**Aim of the task:** How many of the lines below contain the word "ground"? Reply with the number only.

Data items:
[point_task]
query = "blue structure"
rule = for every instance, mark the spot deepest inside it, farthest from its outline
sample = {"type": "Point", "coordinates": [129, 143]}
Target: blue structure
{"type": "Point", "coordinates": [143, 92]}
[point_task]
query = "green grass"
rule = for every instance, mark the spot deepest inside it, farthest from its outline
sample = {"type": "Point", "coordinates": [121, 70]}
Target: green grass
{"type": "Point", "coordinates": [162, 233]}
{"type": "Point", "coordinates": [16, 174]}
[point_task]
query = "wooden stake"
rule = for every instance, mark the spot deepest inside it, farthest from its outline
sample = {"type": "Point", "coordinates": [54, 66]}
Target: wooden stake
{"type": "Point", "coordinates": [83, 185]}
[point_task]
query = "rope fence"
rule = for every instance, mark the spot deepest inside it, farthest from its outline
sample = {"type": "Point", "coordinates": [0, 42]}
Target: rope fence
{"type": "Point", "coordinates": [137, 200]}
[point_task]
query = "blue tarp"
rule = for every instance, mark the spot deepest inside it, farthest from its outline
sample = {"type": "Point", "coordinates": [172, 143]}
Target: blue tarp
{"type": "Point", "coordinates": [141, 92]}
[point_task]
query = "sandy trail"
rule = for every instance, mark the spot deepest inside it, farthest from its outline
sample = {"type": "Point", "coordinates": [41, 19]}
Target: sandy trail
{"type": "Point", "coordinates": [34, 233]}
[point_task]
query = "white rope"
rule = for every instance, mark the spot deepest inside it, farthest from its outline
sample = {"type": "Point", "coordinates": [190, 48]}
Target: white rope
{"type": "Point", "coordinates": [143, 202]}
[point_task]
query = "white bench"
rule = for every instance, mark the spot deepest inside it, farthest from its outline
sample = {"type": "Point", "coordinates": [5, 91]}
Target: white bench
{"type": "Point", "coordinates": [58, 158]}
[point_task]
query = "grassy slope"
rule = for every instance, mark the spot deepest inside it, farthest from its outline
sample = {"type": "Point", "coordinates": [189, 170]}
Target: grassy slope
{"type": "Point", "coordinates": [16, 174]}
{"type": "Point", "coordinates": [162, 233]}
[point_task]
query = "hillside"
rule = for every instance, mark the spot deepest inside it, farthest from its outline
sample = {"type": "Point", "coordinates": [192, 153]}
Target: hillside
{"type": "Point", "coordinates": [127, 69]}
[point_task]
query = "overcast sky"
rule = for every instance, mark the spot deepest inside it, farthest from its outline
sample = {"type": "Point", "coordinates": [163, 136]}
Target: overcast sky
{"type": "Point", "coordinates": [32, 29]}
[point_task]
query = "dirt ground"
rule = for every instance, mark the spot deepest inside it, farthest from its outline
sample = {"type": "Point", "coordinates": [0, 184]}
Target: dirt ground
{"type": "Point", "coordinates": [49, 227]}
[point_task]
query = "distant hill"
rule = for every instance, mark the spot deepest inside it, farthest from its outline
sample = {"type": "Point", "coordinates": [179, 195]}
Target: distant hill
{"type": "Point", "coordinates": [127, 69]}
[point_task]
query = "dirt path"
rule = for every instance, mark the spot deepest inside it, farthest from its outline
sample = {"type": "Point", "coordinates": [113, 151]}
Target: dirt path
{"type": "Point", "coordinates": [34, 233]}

**Result of the exercise:** 2